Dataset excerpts
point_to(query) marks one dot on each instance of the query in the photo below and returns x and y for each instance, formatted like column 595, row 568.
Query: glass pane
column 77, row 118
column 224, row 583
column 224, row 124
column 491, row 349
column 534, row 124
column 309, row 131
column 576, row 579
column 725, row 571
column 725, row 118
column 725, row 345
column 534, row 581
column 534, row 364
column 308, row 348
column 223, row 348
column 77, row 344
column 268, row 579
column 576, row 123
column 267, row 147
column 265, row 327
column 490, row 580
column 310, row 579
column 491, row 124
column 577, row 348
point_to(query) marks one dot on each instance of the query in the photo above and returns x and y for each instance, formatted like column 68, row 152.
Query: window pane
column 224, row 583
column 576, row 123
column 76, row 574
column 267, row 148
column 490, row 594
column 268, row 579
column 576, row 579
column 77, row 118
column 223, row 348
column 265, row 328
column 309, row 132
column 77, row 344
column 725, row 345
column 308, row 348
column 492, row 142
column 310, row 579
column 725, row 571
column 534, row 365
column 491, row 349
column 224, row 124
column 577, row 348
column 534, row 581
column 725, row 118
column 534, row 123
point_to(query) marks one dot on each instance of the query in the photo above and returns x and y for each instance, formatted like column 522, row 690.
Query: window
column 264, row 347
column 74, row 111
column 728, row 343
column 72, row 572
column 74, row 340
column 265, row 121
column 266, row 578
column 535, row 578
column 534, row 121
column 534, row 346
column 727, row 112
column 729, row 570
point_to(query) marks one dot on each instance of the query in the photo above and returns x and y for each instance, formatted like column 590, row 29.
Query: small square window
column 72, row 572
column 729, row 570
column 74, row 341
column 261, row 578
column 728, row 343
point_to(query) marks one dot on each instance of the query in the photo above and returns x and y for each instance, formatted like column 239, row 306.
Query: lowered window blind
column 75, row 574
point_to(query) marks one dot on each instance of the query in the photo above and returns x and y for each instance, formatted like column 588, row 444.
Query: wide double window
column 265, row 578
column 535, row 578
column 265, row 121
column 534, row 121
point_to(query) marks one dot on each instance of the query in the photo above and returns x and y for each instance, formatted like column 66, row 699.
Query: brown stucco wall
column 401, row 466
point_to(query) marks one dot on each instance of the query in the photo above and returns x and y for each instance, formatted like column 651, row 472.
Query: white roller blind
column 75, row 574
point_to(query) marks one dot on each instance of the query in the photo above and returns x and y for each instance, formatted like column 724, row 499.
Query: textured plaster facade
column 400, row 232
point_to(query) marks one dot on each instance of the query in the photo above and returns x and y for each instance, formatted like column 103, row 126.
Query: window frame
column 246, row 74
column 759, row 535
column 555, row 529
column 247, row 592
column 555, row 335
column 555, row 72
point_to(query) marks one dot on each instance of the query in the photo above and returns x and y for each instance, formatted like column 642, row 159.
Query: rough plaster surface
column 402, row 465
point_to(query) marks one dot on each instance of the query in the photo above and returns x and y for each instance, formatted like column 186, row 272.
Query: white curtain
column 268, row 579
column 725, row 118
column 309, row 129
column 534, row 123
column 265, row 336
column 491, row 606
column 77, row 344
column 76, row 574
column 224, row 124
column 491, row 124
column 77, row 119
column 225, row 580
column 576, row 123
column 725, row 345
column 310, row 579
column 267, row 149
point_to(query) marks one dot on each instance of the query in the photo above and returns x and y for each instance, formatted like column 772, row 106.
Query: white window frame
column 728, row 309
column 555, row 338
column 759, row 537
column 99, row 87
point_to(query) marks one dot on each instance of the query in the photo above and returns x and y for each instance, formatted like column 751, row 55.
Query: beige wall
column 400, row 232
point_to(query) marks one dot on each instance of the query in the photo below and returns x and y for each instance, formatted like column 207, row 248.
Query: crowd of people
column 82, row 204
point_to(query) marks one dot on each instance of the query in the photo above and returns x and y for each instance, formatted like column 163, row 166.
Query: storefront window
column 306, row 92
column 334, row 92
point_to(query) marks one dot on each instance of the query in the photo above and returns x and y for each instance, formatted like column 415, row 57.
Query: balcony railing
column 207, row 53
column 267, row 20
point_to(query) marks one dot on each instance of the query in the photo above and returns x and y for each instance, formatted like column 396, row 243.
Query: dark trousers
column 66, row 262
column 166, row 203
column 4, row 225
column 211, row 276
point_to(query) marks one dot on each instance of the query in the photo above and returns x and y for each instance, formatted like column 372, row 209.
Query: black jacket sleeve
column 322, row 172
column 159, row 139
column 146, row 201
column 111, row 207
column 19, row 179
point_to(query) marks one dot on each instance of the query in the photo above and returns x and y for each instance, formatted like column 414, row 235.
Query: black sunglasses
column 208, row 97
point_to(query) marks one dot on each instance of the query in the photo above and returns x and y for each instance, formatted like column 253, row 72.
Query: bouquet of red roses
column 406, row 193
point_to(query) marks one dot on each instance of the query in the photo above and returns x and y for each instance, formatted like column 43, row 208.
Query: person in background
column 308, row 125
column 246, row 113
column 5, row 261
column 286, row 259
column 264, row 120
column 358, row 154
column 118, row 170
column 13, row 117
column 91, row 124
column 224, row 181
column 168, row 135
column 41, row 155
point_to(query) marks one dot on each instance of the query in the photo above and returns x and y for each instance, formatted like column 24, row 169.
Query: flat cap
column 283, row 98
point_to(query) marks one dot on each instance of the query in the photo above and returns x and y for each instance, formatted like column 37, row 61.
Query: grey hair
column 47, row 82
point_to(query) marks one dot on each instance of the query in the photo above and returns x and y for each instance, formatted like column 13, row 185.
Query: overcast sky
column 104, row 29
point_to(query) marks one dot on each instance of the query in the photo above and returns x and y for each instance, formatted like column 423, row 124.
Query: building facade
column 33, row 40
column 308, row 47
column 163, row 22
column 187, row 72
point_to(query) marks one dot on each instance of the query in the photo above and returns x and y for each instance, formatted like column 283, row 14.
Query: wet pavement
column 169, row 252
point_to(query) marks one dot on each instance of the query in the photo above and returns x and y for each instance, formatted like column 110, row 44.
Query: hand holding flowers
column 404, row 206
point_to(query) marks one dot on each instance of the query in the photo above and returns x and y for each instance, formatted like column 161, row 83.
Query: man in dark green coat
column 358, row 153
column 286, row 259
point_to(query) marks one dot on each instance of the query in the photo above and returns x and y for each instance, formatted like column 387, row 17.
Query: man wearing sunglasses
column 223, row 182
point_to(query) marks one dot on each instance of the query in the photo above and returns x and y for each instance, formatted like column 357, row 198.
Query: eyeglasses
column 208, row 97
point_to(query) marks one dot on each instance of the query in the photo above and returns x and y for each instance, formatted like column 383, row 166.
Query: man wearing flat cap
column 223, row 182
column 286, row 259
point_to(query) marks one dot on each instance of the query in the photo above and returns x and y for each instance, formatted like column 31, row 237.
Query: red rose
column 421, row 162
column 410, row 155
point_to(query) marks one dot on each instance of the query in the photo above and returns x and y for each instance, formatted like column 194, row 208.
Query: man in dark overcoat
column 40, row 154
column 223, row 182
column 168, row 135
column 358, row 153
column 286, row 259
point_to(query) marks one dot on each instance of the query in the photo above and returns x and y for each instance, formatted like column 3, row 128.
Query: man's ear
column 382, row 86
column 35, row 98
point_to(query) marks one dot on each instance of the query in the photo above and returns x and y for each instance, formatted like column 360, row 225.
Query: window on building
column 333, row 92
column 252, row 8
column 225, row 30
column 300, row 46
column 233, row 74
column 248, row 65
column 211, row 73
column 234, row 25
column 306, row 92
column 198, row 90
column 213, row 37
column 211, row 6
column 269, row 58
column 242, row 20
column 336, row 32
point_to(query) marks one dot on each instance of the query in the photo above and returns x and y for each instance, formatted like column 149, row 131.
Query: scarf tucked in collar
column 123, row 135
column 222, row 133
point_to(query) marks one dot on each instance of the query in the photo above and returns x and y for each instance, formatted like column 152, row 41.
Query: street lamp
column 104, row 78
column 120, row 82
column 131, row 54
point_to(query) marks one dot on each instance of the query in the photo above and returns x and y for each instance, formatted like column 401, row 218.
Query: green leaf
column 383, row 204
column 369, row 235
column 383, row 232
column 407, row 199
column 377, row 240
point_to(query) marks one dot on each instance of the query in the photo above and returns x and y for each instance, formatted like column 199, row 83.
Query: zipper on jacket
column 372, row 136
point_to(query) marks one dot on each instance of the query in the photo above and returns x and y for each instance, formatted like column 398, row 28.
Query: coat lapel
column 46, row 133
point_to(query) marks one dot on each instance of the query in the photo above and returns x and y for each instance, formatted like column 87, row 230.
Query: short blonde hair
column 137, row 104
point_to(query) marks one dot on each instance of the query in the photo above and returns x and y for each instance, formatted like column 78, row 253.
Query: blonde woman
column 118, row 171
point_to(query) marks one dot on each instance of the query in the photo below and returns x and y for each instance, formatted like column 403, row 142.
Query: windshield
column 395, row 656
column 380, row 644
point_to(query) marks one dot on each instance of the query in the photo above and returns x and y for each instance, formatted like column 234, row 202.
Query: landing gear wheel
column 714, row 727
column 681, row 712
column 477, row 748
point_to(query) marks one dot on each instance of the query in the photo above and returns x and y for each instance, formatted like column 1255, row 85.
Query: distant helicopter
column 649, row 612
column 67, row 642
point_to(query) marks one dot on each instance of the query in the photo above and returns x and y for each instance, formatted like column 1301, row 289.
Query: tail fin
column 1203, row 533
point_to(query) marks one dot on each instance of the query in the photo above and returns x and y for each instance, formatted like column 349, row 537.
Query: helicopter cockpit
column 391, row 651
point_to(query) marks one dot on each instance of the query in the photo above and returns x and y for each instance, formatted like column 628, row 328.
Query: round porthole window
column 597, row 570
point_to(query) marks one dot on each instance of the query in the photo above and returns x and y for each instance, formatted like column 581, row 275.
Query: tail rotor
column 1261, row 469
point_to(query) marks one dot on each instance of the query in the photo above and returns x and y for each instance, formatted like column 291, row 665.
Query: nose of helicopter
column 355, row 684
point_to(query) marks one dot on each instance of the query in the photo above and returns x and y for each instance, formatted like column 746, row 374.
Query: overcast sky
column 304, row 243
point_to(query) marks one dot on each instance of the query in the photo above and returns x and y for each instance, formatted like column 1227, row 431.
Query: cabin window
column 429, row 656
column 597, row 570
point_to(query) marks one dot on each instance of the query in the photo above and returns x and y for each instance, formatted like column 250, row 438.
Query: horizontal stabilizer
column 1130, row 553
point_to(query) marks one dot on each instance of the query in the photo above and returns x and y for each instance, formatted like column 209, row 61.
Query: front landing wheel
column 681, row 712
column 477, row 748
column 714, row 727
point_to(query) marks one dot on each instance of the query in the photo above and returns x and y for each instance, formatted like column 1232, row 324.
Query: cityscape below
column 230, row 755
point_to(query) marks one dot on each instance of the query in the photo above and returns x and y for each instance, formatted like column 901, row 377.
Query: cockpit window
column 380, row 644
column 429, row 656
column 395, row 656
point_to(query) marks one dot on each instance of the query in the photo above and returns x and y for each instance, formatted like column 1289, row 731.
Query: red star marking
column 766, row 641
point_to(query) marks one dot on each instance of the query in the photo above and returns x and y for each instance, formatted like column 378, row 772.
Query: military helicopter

_WHAT TO PRODUCE_
Using the data above, print exactly the lines from the line that contains "Query: street lamp" through the line that contains "403, row 142.", with both included.

_COMPLETED EXERCISE_
Query: street lamp
column 104, row 78
column 120, row 82
column 131, row 54
point_to(query) marks one dot on each instance of the query in the photo above and returns x and y for each instance, formatted like column 401, row 218.
Query: green leaf
column 383, row 204
column 369, row 235
column 383, row 232
column 407, row 199
column 377, row 240
point_to(query) marks one dot on each instance of the query in the photo above and returns x and y for each instance, formatted like column 199, row 83.
Query: zipper on jacket
column 372, row 136
point_to(query) marks one dot on each instance of the query in the photo above and returns x and y for each instance, formatted like column 398, row 28.
Query: coat lapel
column 46, row 133
point_to(query) marks one dot on each instance of the query in the photo above and returns x and y for each instance, formatted like column 87, row 230.
Query: short blonde hair
column 137, row 104
point_to(query) marks one dot on each instance of the query in the photo above and returns x and y for each instance, formatted like column 78, row 253.
Query: blonde woman
column 118, row 171
point_to(query) marks one dot on each instance of the query in the photo below and returns x and y for each instance, formatted like column 403, row 142.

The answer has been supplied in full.